### TEXTO BASE
<<<<

Teoria dos Contratos é uma área do conhecimento que procura o melhor design para contratos entre as partes, de forma que eles sejam o mais completo possível dada a informação assimétrica entre as partes e sirvam para resolver querelas que possam, porventura, acontecer no meio do caminho.
Apesar do nome, não necessariamente precisa de um “contrato” para ser um objeto de estudo dessa área do conhecimento: ao andar de bicicleta pela rua ou comprar um lanche no final da balada, estamos pactuando contratos. Os contratos não precisam ser escritos, mas tem princípios: os sociais (previstos em lei) e os tradicionais (fruto da vivência e da tradição).
O interesse nessa área reside justamente na assimetria de informação: quando eu vendo um lanche para você no final da balada, eu sei a qualidade da comida que estou servindo, mas você não sabe. Ao comprar o dogão, admito que a qualidade seja boa e o consumo.

>>>>

### ITENS FORNECIDOS

<<<<

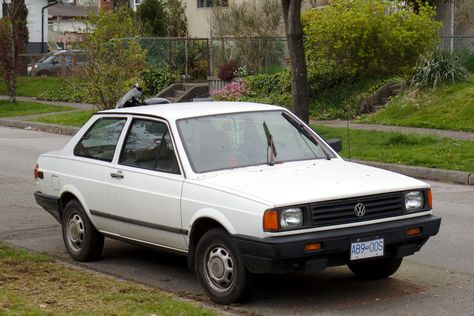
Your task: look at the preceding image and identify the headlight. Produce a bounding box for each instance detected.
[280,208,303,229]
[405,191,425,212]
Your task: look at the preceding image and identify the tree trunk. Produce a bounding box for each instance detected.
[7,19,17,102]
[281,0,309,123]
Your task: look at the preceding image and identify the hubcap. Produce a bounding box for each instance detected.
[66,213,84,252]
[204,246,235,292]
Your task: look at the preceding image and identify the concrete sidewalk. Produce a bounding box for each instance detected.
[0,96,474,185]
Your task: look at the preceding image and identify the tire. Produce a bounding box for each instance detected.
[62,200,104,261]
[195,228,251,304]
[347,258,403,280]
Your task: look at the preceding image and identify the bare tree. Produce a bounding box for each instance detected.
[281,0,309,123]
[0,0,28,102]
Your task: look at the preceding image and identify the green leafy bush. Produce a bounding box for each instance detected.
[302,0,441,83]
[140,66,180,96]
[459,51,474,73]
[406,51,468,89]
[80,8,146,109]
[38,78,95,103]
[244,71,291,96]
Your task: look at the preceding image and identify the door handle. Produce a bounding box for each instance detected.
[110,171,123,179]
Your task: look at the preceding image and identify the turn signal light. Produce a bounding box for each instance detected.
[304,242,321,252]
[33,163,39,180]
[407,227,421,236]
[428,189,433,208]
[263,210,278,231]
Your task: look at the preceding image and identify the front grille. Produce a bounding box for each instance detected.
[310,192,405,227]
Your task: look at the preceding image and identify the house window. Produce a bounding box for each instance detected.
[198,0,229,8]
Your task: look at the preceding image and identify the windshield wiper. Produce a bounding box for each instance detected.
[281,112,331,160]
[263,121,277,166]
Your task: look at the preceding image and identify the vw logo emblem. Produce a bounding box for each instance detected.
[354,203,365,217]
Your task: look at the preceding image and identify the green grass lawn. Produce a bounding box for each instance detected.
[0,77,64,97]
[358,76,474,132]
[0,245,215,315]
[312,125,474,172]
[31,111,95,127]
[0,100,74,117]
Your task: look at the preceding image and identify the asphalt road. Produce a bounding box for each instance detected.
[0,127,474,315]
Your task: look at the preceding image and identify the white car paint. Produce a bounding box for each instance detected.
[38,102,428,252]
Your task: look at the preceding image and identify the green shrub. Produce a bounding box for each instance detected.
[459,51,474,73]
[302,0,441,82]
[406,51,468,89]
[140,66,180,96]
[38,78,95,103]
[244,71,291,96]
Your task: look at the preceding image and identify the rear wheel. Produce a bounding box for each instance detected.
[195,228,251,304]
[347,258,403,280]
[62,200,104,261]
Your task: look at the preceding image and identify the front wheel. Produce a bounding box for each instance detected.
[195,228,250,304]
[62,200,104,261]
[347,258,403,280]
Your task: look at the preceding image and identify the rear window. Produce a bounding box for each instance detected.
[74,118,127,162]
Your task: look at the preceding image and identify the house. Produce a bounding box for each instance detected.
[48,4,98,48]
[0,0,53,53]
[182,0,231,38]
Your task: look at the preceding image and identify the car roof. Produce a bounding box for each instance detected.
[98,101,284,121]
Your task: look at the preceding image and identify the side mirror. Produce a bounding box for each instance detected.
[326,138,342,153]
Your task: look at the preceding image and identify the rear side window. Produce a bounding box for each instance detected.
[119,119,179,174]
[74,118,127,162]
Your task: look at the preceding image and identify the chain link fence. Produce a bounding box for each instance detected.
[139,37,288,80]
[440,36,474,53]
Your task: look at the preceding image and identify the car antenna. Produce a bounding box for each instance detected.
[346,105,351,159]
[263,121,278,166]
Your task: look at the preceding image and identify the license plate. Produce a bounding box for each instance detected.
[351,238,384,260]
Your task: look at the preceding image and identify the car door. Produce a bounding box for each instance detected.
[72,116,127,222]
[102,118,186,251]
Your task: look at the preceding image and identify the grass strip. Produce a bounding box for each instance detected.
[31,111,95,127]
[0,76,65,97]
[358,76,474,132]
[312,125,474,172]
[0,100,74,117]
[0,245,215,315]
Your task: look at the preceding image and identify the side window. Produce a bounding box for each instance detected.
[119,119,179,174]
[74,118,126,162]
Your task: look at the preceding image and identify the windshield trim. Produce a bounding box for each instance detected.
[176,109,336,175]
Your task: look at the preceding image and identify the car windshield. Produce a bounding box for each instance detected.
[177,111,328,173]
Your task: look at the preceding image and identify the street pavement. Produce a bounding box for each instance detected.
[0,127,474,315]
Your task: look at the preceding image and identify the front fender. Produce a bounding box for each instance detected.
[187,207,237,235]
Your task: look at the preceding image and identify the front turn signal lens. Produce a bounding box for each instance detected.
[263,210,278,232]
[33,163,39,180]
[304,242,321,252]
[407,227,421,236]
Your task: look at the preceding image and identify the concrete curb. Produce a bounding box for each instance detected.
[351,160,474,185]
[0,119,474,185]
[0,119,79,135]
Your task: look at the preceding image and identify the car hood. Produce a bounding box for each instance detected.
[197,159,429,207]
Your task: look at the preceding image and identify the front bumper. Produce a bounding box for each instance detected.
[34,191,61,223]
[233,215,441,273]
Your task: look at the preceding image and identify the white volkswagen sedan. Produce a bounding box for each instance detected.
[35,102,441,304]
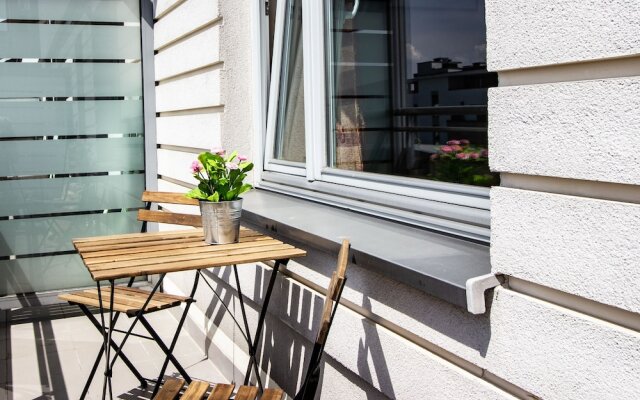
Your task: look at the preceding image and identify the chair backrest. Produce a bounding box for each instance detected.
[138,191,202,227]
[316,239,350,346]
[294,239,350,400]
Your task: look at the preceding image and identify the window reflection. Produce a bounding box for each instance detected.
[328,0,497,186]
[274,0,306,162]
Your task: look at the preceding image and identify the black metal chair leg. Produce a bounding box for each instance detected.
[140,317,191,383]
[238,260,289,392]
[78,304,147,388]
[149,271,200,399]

>>>>

### TAREFAS A REALIZAR
1. Segundo o texto sobre Teoria dos Contratos, quais são os dois tipos de princípios que os contratos têm?
2. Transcreva do texto sobre Teoria dos Contratos o trecho de "Teoria dos Contratos" até "meio do caminho.".
3. Prossiga com o texto sobre Teoria dos Contratos a partir do ponto em que ele termina.
Os itens foram extraídos de uma fonte distinta.

### RESPOSTAS ESPERADAS
1. Os sociais, previstos em lei, e os tradicionais, fruto da vivência e da tradição.

2.
Teoria dos Contratos é uma área do conhecimento que procura o melhor design para contratos entre as partes, de forma que eles sejam o mais completo possível dada a informação assimétrica entre as partes e sirvam para resolver querelas que possam, porventura, acontecer no meio do caminho.

3.
Na nossa estrutura social, a vigilância social faz o papel de monitor de qualidade dos produtos (isto é, se houver denúncias de intoxicação alimentar, por exemplo cabe a autoridade inspecionar o local e, no limite, fechá-lo), enquanto que os órgãos da justiça fazem o papel de árbitro do caso.
É justamente essa assimetria de informação um dos elementos que justificam a existência do Fundo de Garantidor de Créditos (FGC) nas operações de CDB (e de outros ativos, como as LCI e LCA): ao comprar um CDB, a instituição emissora sabe o estado em que encontra a sua saúde financeira, mas você, comprador não sabe (embora existam alguns indícios, como falaremos a frente).
Aqui, você já deve estar cansado de saber (ou deveria): o FGC é uma instituição privada sem fins lucrativos, criada em 1995 dentro de um contexto de reforma do sistema financeiro a fim de torná-lo mais robusto a crises (aqui, vale um caveat: a reforma foi bem sucedida e hoje o sistema bancário brasileiro é um dos mais robustos do mundo – embora não sem custos).
O FGC é mantido com fundos das instituições participantes e quando surge um evento previsto no seu regimento, atua em favor dos investidores que são credores das instituições que fazem parte do fundo.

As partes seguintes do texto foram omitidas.